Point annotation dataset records
---------------

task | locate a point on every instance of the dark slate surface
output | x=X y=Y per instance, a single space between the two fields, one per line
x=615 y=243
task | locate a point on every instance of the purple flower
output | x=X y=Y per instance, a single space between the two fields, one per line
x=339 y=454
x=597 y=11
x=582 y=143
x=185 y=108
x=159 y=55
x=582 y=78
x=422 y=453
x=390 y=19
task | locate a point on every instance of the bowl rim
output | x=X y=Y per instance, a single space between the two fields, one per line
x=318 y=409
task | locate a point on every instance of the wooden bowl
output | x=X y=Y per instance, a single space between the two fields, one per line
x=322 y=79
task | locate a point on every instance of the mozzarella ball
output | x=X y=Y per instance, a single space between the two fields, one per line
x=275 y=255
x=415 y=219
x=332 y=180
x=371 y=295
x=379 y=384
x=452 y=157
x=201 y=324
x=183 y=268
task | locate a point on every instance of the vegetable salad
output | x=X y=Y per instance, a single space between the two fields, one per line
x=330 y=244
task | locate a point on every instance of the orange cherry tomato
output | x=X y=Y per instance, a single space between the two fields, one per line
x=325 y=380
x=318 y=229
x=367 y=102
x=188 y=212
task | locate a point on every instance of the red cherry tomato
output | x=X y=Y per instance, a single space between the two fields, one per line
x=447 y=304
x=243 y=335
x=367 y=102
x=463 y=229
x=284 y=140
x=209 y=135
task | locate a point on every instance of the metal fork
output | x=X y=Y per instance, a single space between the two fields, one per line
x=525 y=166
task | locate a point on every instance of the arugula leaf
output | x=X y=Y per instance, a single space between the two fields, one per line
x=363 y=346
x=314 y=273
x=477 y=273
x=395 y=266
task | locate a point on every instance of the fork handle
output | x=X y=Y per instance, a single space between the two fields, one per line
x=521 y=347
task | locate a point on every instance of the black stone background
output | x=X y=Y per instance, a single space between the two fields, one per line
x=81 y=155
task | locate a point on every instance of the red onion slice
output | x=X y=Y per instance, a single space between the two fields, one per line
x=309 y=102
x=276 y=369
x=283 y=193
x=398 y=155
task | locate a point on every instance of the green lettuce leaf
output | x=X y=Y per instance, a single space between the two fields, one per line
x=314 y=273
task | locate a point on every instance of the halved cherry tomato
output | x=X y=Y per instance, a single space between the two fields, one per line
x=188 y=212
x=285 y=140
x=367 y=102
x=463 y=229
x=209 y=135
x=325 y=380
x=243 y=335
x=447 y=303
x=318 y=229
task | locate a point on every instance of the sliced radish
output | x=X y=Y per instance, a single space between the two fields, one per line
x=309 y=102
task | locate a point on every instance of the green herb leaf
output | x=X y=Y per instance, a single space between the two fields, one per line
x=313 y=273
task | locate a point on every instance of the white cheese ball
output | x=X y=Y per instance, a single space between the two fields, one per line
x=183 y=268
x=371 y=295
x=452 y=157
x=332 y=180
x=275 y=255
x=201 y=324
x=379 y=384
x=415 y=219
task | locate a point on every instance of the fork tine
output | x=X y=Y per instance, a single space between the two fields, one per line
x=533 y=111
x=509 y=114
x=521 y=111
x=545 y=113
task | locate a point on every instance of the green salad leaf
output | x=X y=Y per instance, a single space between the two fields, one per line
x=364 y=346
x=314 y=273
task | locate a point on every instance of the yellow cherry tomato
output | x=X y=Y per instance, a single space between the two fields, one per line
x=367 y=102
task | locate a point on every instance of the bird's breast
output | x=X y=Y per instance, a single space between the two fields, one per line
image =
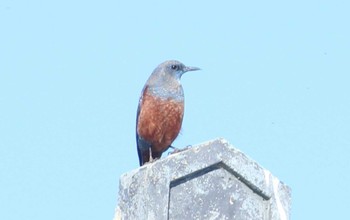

---------------

Given instruction: Which rows above contain the string "tomato"? Pull out each of them. Case counts.

Response to this exercise:
task | locate a point on every instance of the orange cherry tomato
task | locate a point on every instance of the red cherry tomato
task | locate a point on every instance of the halved cherry tomato
task | locate a point on every instance of the yellow cherry tomato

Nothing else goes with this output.